QUOTED TEXT:

● ● ● ● ●

Incidentally, also in the prior art, there is proposed a copying system provided with a scanner module including a unit to read an image of a document, a printer module including a unit to form image data as an eternal visual image on a recording medium and output it, and a system control module including a unit to control the scanner module and the printer module such that they are operated in synchronization (Japanese Patent Unexamined Publication No. Hei. 6-276334).

However, in this copying system, in the case where the three basic modules and a table (or a selection multi-stage paper feeding device) are combined, since it is designed such that those are preferably vertically combined (see a disclosure in paragraph 0024, FIG. 20, etc.), there is a problem that a size increase in height direction can not be avoided. Besides, since the print module, including a one-stage paper feeding device, is provided with a function up to a step of discharging a recording sheet after fixing to the outside of the apparatus (see FIG. 8, etc.), it is apt to become large. Besides, since many structural parts are provided in one casing in a close state, there is a problem that maintenance and exchange operations of each structural part are hard to perform. Further, in the print module, since a driving system or a sheet conveying passage which becomes a generating source of operation sound is also housed in one casing, there is also a problem of noise as described before.

SUMMARY OF THE INVENTION

The present invention provides an image forming apparatus which can solve the foregoing problems.

● ● ● ● ●

DATA LINES:

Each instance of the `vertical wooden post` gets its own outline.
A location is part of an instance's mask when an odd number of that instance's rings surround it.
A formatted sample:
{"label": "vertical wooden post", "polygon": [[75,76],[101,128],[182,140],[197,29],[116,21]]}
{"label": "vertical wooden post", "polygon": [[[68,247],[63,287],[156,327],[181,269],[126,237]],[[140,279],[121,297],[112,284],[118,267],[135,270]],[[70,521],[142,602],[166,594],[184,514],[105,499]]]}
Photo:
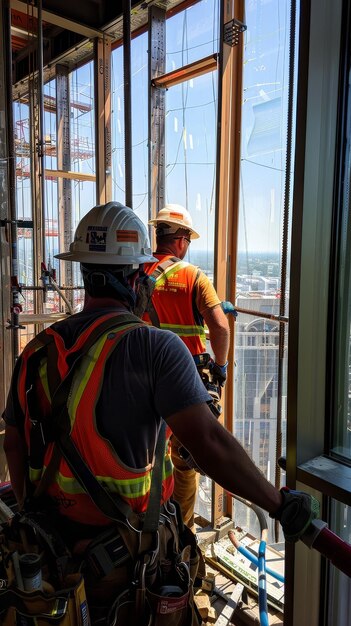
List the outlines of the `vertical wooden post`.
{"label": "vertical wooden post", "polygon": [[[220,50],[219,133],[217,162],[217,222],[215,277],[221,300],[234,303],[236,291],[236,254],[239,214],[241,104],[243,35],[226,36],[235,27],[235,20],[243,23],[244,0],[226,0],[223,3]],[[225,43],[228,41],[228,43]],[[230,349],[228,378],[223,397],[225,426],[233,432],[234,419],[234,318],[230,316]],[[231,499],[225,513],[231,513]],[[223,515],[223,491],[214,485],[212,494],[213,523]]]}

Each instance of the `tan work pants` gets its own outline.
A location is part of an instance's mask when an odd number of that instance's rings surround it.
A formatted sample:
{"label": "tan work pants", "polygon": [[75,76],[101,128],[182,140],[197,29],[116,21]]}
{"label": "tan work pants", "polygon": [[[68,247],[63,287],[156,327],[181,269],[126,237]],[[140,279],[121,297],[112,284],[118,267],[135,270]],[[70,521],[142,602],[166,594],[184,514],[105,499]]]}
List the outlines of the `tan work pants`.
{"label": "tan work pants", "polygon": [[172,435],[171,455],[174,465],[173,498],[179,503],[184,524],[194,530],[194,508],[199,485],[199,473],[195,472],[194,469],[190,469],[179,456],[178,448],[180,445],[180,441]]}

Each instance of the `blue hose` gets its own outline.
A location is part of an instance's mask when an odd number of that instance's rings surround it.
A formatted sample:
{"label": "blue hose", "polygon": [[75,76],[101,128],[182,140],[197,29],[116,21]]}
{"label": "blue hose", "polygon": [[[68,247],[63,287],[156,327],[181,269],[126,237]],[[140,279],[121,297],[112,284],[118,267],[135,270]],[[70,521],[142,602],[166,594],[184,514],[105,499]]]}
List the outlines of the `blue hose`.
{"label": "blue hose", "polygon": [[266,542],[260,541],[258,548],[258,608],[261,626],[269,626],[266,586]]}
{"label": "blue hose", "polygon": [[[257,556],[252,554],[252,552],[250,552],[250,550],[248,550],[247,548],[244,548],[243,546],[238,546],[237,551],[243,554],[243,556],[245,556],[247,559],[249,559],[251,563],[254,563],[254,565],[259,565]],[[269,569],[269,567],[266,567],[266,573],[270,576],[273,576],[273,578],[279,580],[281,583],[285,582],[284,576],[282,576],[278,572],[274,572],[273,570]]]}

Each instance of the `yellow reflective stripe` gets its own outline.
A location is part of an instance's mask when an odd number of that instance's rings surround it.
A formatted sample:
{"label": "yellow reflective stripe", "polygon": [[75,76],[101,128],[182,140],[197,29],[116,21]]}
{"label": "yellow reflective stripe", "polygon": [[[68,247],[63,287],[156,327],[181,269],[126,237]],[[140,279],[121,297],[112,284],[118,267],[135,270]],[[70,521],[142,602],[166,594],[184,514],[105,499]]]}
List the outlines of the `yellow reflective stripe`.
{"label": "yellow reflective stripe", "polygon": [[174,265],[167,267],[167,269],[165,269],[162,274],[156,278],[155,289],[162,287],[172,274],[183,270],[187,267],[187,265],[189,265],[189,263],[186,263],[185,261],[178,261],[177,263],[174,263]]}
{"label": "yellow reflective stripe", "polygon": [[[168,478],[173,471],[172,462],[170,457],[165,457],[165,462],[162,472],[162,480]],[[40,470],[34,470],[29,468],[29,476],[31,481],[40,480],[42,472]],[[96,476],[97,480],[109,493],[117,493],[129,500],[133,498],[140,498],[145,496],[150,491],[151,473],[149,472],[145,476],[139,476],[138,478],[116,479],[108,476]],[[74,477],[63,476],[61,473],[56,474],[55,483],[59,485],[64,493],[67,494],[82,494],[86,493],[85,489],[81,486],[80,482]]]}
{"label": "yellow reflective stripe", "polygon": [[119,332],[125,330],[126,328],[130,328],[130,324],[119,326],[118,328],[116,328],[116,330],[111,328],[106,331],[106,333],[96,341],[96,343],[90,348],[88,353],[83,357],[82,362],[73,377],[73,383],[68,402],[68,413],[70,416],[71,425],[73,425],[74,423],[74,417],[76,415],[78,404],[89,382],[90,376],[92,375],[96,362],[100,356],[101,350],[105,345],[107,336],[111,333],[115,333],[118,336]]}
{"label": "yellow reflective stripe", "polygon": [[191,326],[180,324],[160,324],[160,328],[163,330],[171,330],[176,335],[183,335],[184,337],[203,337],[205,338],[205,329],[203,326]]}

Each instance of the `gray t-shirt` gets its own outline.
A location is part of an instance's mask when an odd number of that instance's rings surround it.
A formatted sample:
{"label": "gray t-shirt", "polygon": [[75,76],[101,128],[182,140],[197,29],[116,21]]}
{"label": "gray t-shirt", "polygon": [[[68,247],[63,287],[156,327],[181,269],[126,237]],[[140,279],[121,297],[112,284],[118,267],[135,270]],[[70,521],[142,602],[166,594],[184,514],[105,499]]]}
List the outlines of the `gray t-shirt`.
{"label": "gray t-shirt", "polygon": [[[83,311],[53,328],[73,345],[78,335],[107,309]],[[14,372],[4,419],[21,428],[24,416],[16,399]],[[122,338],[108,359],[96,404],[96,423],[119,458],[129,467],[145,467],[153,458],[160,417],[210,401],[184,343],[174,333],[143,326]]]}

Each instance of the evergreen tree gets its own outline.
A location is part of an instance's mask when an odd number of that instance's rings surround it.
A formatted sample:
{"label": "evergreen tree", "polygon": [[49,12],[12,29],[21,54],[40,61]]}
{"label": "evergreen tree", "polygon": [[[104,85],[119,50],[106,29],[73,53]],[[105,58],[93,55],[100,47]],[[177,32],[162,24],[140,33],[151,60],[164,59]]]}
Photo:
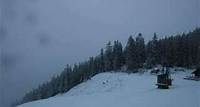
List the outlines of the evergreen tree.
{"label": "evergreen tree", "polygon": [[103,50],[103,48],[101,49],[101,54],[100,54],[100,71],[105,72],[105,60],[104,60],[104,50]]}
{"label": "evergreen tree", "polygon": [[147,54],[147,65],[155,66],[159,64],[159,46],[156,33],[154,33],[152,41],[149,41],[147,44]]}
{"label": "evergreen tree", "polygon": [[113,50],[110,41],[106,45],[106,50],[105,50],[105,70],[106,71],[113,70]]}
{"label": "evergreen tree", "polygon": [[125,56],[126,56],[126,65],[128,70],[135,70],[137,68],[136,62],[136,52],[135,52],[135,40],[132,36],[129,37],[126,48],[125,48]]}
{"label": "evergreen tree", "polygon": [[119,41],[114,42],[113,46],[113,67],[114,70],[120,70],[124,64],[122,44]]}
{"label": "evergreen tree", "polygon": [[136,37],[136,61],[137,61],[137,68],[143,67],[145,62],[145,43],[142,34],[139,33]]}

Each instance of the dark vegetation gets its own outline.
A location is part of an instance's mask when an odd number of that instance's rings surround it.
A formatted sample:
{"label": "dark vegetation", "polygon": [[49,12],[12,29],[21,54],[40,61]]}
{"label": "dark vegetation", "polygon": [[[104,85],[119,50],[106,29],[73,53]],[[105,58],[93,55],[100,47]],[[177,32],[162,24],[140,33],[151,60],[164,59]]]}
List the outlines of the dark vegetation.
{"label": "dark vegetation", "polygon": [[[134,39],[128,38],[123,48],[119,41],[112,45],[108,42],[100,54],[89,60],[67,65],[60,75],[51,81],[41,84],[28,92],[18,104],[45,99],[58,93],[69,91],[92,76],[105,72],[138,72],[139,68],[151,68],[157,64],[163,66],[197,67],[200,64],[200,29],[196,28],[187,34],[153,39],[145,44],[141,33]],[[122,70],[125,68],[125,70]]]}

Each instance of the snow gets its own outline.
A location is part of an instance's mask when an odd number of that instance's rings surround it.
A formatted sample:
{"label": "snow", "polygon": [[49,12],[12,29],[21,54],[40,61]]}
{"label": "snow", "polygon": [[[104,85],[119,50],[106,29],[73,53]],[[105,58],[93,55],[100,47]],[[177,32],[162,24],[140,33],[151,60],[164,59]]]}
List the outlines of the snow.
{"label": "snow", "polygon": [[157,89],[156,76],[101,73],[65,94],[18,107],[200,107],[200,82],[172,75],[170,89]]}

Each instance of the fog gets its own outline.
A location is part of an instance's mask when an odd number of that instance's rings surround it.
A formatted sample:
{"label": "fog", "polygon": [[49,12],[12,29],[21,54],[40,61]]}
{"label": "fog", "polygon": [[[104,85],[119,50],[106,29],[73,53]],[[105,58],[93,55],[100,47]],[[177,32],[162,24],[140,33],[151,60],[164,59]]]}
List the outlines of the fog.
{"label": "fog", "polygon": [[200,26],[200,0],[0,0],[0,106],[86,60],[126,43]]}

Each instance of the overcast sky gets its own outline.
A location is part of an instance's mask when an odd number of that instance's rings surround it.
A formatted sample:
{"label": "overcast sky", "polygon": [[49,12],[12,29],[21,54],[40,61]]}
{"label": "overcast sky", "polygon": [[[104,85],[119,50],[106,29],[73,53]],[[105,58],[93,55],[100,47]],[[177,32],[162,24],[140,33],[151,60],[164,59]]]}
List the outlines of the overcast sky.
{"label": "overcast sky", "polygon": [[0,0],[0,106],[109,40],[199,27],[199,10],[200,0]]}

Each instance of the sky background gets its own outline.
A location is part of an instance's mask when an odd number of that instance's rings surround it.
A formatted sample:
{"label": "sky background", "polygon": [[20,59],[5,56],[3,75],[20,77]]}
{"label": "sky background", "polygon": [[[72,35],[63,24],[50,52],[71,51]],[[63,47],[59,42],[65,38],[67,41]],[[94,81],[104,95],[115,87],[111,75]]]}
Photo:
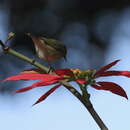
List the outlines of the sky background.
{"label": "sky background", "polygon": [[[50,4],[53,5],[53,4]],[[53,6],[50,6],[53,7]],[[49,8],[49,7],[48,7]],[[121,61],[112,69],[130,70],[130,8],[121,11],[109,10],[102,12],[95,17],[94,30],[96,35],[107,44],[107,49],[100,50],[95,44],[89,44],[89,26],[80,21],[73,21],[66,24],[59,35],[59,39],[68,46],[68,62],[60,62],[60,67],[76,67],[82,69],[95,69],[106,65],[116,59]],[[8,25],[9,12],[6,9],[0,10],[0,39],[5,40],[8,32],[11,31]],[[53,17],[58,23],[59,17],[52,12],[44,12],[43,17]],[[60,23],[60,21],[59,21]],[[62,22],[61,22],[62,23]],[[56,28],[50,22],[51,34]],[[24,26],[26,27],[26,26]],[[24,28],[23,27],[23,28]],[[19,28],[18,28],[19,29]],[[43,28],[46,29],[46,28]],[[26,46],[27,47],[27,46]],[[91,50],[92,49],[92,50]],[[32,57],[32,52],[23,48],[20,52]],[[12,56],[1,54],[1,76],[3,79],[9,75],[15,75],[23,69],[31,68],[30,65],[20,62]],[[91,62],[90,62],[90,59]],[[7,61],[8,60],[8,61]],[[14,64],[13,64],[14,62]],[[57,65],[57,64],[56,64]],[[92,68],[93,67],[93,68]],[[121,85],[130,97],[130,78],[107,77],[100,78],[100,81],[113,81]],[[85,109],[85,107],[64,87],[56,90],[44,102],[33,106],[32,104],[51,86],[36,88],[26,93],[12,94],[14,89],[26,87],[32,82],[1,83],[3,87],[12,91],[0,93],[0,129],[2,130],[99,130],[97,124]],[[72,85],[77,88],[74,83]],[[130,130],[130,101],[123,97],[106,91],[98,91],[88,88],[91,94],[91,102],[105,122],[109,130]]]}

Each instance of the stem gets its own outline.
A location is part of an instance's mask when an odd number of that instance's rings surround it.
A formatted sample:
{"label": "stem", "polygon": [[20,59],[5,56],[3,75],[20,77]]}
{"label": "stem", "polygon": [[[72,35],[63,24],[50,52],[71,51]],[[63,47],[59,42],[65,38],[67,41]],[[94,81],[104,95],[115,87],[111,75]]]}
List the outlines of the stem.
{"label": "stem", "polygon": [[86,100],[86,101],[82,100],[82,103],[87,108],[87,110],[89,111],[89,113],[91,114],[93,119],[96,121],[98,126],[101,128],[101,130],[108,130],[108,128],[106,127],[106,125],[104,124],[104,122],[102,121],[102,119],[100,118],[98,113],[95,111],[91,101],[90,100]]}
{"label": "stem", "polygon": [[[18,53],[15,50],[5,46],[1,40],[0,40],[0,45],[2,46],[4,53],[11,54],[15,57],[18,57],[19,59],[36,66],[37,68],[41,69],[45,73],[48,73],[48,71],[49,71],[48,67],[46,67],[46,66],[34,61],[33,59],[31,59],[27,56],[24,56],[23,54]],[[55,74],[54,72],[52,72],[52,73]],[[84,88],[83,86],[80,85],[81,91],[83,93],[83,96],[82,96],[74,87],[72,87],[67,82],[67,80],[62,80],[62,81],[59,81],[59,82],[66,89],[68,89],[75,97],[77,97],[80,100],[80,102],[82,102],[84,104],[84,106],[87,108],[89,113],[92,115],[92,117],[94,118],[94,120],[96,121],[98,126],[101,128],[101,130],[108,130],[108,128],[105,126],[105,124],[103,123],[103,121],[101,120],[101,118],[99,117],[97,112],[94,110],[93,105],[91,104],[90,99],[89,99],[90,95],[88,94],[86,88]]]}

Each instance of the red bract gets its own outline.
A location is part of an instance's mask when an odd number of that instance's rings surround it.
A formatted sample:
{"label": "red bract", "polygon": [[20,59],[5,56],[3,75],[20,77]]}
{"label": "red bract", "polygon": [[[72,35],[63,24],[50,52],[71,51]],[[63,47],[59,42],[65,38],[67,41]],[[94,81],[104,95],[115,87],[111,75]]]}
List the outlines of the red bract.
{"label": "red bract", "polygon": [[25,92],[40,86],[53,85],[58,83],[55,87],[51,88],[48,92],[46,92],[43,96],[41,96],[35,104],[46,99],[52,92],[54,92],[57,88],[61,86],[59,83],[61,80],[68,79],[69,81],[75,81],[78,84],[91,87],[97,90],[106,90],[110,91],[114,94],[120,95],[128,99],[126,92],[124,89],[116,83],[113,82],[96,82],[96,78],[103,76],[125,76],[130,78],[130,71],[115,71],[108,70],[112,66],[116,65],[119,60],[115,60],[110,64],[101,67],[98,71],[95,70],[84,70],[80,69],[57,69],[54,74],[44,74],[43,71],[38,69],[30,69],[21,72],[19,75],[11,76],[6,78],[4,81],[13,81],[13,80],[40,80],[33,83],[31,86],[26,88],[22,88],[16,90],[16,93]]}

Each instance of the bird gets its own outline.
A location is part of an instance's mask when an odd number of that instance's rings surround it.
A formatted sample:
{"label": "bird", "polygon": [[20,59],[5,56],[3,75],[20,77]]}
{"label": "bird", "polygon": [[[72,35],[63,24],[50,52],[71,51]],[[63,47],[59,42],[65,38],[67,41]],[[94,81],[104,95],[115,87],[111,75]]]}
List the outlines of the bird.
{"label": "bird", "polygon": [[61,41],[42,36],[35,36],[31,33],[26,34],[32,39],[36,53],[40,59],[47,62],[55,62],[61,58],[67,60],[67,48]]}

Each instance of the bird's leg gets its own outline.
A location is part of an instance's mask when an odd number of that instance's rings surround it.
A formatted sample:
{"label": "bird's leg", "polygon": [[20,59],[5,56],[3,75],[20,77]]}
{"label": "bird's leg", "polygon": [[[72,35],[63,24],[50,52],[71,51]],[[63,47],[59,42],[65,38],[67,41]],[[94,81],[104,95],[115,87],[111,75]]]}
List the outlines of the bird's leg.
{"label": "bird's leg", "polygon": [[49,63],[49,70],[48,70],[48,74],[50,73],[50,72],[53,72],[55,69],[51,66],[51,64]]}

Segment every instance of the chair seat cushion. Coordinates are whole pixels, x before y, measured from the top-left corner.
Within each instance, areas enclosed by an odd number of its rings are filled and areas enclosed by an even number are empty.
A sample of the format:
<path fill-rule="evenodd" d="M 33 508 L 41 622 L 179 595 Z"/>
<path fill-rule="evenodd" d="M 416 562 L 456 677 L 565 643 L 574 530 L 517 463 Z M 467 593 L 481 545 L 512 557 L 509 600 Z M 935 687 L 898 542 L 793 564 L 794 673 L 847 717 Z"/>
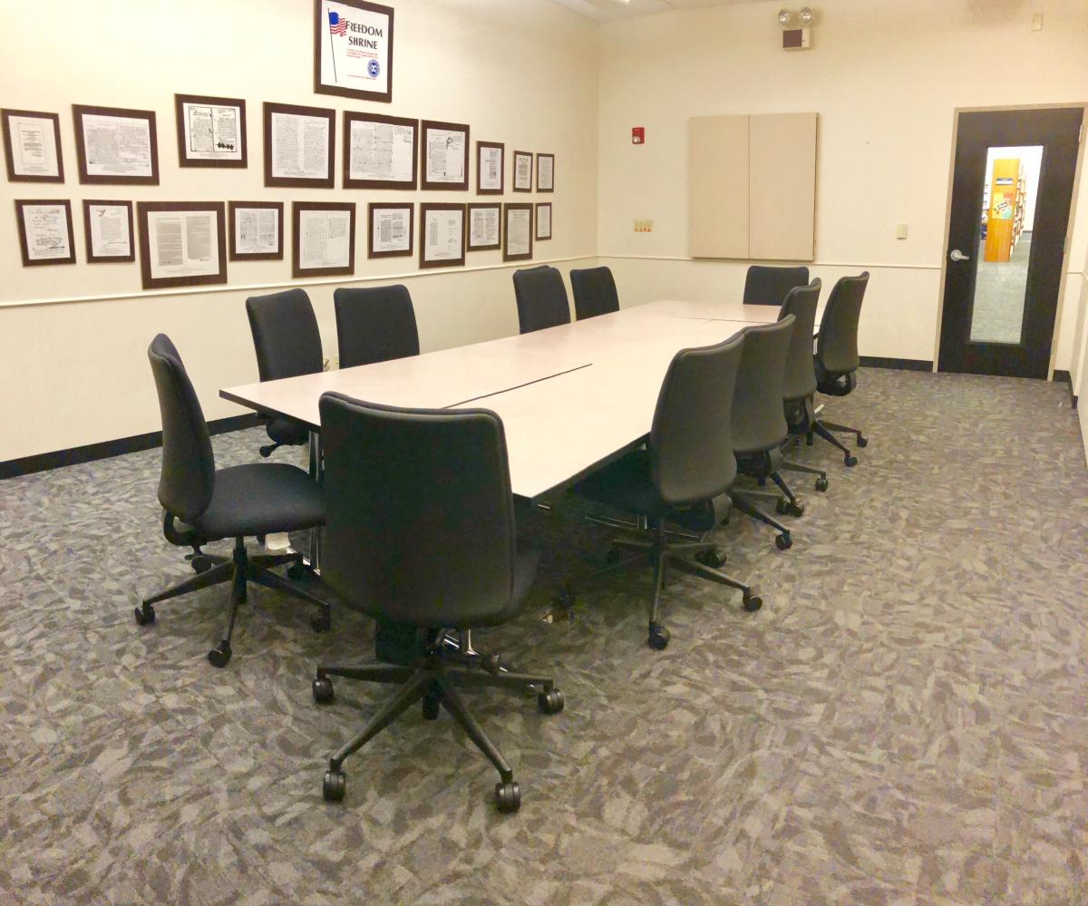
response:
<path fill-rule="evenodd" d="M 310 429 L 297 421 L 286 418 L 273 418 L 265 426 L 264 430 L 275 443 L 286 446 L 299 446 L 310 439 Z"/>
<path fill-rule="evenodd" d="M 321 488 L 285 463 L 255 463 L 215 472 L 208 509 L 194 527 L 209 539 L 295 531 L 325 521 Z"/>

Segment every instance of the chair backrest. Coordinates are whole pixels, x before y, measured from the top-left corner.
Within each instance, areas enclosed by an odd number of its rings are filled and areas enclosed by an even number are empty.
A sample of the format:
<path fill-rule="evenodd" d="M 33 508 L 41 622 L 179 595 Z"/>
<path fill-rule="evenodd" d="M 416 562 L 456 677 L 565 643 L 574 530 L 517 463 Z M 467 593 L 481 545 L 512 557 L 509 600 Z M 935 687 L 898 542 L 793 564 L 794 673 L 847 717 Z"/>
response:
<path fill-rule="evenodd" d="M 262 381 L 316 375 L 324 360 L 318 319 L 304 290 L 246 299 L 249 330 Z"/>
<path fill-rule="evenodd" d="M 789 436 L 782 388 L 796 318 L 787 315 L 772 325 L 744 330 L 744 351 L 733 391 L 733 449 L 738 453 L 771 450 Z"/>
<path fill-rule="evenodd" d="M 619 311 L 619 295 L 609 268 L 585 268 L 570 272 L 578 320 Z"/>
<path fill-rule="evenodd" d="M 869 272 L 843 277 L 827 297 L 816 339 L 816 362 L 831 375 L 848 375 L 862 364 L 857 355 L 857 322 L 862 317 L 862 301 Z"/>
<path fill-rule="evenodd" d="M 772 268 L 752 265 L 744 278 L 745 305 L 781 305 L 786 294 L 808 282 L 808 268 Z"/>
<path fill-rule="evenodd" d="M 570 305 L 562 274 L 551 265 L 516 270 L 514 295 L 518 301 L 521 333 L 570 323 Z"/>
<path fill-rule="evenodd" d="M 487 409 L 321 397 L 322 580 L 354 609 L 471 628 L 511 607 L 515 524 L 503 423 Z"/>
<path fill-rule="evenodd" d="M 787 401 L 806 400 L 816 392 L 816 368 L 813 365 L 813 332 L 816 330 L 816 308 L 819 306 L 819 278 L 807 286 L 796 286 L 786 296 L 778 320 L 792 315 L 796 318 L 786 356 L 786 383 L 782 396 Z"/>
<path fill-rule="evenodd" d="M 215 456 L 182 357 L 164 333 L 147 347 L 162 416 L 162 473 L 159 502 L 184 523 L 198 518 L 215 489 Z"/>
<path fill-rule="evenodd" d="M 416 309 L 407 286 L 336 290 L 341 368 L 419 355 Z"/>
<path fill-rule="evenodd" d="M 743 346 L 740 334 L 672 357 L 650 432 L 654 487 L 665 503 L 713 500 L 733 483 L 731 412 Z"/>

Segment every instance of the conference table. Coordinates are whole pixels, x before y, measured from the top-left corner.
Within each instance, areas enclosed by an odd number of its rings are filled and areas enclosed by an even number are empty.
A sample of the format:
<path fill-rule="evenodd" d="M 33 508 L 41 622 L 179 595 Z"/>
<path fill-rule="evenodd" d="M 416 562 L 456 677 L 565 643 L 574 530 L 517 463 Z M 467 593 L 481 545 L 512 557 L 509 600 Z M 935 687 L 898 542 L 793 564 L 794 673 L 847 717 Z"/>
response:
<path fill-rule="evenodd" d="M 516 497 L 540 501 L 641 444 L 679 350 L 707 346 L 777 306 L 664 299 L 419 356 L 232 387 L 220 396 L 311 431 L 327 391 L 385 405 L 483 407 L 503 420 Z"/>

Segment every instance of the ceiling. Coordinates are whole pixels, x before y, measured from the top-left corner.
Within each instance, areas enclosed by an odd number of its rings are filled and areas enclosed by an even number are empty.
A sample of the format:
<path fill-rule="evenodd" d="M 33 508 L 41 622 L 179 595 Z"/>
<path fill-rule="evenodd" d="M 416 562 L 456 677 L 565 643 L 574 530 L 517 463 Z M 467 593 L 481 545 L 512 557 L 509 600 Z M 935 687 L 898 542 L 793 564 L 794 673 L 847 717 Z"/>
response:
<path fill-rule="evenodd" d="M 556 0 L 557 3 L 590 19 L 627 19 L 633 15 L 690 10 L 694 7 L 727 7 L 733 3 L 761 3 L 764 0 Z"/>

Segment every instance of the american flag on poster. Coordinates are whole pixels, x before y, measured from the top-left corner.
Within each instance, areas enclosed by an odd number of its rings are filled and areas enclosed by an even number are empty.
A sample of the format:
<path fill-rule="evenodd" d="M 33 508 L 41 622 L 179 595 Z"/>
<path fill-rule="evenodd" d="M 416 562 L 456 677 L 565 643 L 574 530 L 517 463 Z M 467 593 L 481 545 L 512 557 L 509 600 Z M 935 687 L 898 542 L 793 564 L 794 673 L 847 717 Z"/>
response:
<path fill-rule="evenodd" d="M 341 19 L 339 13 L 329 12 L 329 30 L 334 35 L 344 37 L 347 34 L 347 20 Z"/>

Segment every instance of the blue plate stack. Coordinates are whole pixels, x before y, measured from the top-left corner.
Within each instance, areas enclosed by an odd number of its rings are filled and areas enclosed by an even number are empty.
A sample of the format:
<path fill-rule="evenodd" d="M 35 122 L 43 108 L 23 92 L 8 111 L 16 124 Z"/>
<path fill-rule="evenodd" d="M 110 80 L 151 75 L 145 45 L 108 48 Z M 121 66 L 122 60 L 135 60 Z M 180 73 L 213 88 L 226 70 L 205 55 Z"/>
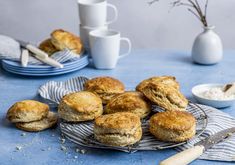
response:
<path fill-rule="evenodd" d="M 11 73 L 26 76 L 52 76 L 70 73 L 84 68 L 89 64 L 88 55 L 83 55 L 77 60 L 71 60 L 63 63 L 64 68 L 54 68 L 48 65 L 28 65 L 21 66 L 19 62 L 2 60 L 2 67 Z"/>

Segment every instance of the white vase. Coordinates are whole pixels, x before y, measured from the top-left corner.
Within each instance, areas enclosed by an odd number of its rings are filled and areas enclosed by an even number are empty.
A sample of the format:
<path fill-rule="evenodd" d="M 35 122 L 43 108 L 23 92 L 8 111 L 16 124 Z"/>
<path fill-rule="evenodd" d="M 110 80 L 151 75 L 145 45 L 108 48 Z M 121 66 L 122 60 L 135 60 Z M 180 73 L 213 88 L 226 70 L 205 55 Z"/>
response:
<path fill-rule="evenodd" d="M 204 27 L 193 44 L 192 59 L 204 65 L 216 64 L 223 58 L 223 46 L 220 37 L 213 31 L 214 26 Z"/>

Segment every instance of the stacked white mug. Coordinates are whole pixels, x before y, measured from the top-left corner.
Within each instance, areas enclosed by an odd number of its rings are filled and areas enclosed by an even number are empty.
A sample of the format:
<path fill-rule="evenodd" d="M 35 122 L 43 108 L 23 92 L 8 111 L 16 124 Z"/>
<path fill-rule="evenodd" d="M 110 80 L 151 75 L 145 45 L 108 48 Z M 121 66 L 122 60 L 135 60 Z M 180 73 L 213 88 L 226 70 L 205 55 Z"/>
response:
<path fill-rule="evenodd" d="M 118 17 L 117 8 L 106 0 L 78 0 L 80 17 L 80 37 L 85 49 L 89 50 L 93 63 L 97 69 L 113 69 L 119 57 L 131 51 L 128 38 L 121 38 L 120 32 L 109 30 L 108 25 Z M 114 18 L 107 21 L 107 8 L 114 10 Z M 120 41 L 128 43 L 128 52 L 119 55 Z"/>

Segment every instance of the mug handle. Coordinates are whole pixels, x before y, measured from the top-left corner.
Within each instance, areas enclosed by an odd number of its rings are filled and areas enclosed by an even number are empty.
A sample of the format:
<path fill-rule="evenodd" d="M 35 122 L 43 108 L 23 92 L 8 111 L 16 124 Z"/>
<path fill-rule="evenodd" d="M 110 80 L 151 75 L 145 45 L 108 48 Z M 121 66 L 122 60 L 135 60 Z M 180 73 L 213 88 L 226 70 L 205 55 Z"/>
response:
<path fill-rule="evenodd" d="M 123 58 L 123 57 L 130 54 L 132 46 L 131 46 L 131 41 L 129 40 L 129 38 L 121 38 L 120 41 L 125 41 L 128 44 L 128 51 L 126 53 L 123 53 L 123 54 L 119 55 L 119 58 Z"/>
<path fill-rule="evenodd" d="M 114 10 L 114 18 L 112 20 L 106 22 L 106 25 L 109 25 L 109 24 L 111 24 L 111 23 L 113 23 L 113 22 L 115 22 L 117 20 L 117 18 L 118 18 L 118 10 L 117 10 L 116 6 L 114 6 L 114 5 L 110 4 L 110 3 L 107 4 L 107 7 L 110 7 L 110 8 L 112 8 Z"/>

● ● ● ● ●

WRITTEN REQUEST 1: Rename "printer module" to "print engine" and write out the copying system passage from "Incidentally, also in" through "No. Hei. 6-276334).".
WRITTEN REQUEST 2:
Answer these questions about the copying system passage.
(a) Which publication number is cited for the earlier copying system?
(b) How are the three basic modules and a table preferably combined in that system?
(c) What does the present invention provide?
Answer from the copying system passage alone.

EXERCISE ANSWER 1:
Incidentally, also in the prior art, there is proposed a copying system provided with a scanner module including a unit to read an image of a document, a print engine including a unit to form image data as an eternal visual image on a recording medium and output it, and a system control module including a unit to control the scanner module and the print engine such that they are operated in synchronization (Japanese Patent Unexamined Publication No. Hei. 6-276334).

EXERCISE ANSWER 2:
(a) Japanese Patent Unexamined Publication No. Hei. 6-276334
(b) Vertically
(c) An image forming apparatus which can solve the foregoing problems